Edit the listing from the line that has "locate pink inner" through the end of the listing, replacing "cushion" with "pillow" and leaving everything else unchanged.

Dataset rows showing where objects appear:
....

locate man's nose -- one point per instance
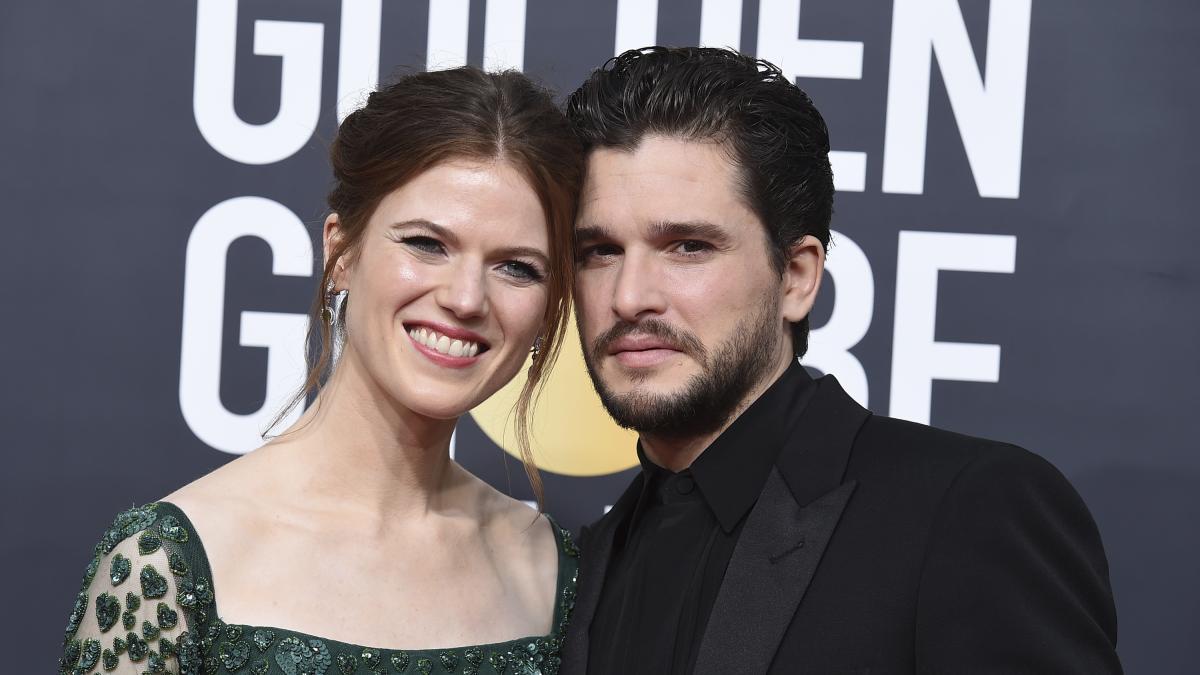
(639, 288)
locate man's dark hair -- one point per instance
(771, 127)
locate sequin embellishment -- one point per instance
(297, 658)
(108, 610)
(234, 655)
(120, 569)
(172, 530)
(263, 639)
(167, 617)
(148, 543)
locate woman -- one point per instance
(352, 542)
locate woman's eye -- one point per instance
(520, 270)
(424, 244)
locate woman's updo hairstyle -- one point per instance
(429, 118)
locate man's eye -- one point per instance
(691, 246)
(424, 244)
(599, 251)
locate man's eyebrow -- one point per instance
(689, 230)
(427, 225)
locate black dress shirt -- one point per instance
(670, 555)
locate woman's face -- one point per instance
(448, 287)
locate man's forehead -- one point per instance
(659, 185)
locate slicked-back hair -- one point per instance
(773, 132)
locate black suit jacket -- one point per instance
(883, 547)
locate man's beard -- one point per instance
(708, 400)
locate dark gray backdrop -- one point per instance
(105, 174)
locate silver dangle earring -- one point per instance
(327, 311)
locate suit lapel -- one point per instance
(595, 551)
(772, 566)
(785, 536)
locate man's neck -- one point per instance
(677, 453)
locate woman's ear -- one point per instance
(331, 236)
(802, 278)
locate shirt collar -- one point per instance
(731, 472)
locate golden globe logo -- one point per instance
(570, 431)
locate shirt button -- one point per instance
(684, 485)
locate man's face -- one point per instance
(678, 298)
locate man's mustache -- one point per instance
(676, 338)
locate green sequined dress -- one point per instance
(147, 607)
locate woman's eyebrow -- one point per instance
(523, 251)
(427, 225)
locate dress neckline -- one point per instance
(564, 596)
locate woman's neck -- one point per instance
(358, 449)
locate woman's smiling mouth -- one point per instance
(445, 345)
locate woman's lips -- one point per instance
(447, 345)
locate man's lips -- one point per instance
(642, 351)
(641, 344)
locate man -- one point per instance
(777, 526)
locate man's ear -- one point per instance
(331, 236)
(802, 278)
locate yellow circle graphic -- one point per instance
(570, 431)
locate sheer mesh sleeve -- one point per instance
(127, 616)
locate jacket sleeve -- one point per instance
(1015, 579)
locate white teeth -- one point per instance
(443, 344)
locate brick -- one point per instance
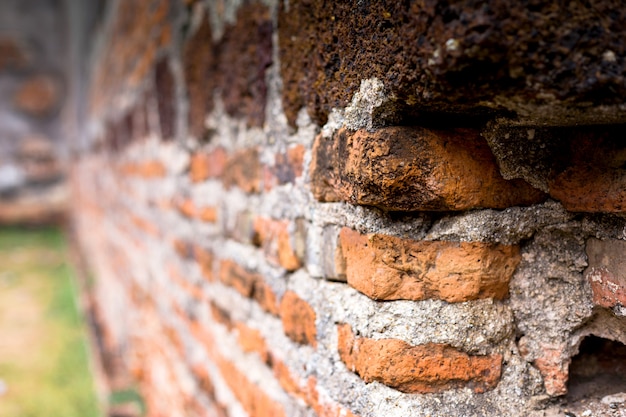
(391, 268)
(287, 167)
(243, 170)
(249, 285)
(251, 340)
(245, 54)
(186, 207)
(205, 165)
(424, 368)
(164, 82)
(205, 262)
(199, 60)
(275, 239)
(146, 170)
(208, 214)
(553, 364)
(440, 60)
(39, 95)
(251, 396)
(413, 169)
(594, 178)
(12, 53)
(298, 319)
(606, 272)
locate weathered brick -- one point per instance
(245, 53)
(391, 268)
(199, 62)
(553, 364)
(249, 285)
(147, 169)
(413, 169)
(275, 238)
(445, 59)
(243, 170)
(251, 340)
(164, 81)
(250, 395)
(416, 369)
(606, 272)
(39, 95)
(287, 167)
(205, 261)
(298, 319)
(186, 207)
(594, 178)
(205, 165)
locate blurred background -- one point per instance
(46, 368)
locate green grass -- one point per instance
(43, 351)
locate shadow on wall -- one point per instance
(33, 56)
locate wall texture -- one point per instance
(310, 208)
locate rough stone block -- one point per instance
(298, 319)
(416, 369)
(606, 273)
(390, 268)
(413, 169)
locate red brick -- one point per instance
(199, 61)
(251, 396)
(553, 364)
(186, 207)
(205, 165)
(251, 340)
(205, 261)
(146, 169)
(606, 272)
(208, 214)
(298, 319)
(416, 369)
(413, 169)
(391, 268)
(249, 285)
(275, 239)
(594, 179)
(243, 170)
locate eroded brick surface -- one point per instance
(298, 319)
(416, 369)
(404, 168)
(391, 268)
(458, 57)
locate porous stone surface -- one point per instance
(535, 62)
(390, 268)
(409, 168)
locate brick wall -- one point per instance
(309, 209)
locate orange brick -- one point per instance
(208, 214)
(287, 167)
(251, 340)
(186, 207)
(243, 170)
(413, 169)
(298, 319)
(205, 165)
(416, 369)
(606, 272)
(390, 268)
(594, 179)
(205, 261)
(275, 239)
(249, 285)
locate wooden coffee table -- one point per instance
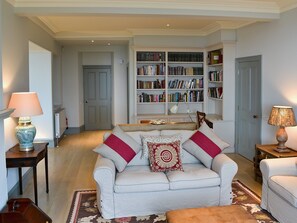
(221, 214)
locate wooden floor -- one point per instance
(71, 168)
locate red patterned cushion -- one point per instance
(119, 147)
(165, 156)
(205, 145)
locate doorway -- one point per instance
(97, 97)
(248, 105)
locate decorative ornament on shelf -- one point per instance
(282, 116)
(174, 108)
(26, 104)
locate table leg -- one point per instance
(35, 185)
(20, 180)
(46, 172)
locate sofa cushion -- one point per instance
(165, 156)
(204, 144)
(156, 139)
(137, 135)
(185, 134)
(285, 187)
(140, 179)
(186, 157)
(193, 176)
(119, 147)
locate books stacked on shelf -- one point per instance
(215, 57)
(155, 69)
(189, 96)
(146, 98)
(156, 84)
(180, 70)
(185, 84)
(150, 56)
(215, 92)
(185, 57)
(215, 75)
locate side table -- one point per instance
(15, 158)
(265, 152)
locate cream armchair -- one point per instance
(279, 189)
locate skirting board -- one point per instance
(74, 130)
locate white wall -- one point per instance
(3, 186)
(276, 41)
(16, 33)
(74, 57)
(40, 75)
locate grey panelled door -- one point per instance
(97, 97)
(248, 104)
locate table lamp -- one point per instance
(26, 104)
(282, 116)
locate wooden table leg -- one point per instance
(35, 185)
(46, 172)
(20, 180)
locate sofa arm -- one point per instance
(227, 169)
(272, 167)
(104, 175)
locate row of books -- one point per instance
(215, 92)
(157, 84)
(189, 96)
(144, 97)
(215, 75)
(185, 84)
(155, 69)
(150, 56)
(180, 70)
(185, 56)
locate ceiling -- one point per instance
(116, 21)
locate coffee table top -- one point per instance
(220, 214)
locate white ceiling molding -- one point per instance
(91, 19)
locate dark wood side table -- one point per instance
(267, 151)
(15, 158)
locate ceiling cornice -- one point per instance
(214, 8)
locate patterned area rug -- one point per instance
(84, 208)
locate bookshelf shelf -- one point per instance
(164, 78)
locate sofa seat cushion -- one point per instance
(140, 179)
(285, 187)
(193, 176)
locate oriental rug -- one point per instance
(84, 208)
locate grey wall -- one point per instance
(276, 42)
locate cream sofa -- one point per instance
(279, 188)
(137, 191)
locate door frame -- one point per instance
(237, 90)
(111, 86)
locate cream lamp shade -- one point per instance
(174, 109)
(282, 116)
(26, 104)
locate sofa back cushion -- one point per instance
(137, 160)
(186, 157)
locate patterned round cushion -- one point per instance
(165, 156)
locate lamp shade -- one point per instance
(174, 109)
(282, 116)
(25, 104)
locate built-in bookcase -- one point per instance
(165, 78)
(215, 77)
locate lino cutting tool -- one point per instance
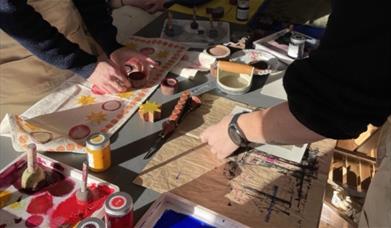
(185, 104)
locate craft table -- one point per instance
(131, 142)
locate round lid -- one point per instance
(118, 204)
(91, 223)
(97, 140)
(297, 38)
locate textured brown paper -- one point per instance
(260, 192)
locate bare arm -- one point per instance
(276, 125)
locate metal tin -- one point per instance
(296, 46)
(98, 152)
(91, 222)
(119, 210)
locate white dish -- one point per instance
(248, 56)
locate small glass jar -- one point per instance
(119, 210)
(296, 46)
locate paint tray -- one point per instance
(174, 210)
(54, 204)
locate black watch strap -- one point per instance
(234, 124)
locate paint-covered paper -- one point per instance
(254, 188)
(64, 119)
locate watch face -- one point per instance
(235, 137)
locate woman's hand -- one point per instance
(108, 77)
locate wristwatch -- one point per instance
(235, 133)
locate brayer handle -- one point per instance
(31, 157)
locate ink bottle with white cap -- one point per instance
(242, 10)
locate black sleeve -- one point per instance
(96, 16)
(345, 84)
(24, 24)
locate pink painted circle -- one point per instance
(111, 105)
(34, 221)
(147, 51)
(42, 137)
(79, 131)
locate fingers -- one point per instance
(153, 8)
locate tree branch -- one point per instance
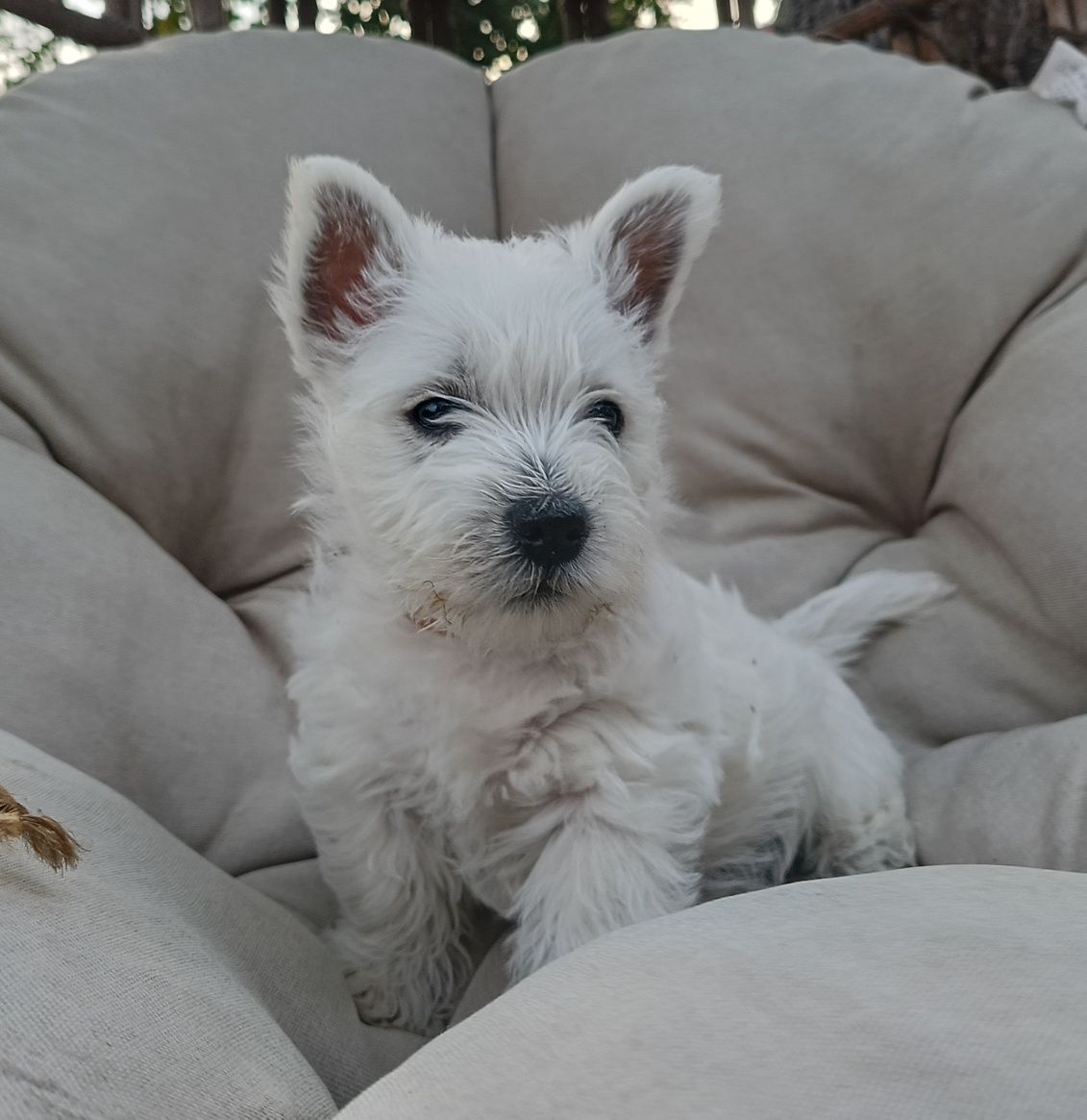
(73, 25)
(871, 17)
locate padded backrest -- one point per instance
(878, 361)
(148, 547)
(881, 360)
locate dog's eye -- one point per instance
(609, 414)
(432, 414)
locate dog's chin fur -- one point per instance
(580, 747)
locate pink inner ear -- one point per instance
(337, 286)
(651, 239)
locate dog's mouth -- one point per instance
(545, 594)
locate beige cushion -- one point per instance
(147, 983)
(148, 545)
(878, 361)
(915, 995)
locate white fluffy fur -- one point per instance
(619, 753)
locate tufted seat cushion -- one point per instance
(880, 361)
(148, 549)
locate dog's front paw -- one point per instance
(382, 1005)
(386, 991)
(882, 842)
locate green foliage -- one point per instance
(495, 35)
(25, 49)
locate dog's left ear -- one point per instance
(645, 238)
(346, 246)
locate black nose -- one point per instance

....

### Answer to the exercise
locate pink inner ear -- one point per instance
(337, 286)
(651, 239)
locate dog's mouth -- one point per instance
(545, 594)
locate beige pillow -- one point per instance
(147, 983)
(148, 545)
(878, 361)
(915, 995)
locate white fluffy fur -- one point per instance
(619, 753)
locate tufted seat pillow -- one point per instance
(880, 361)
(148, 549)
locate dog's front paw -- one point per instance
(382, 1005)
(386, 991)
(882, 842)
locate green foliage -- one point per instance
(495, 35)
(25, 49)
locate dog's left ear -- one point per instance
(645, 238)
(346, 246)
locate black nose -- one point per instance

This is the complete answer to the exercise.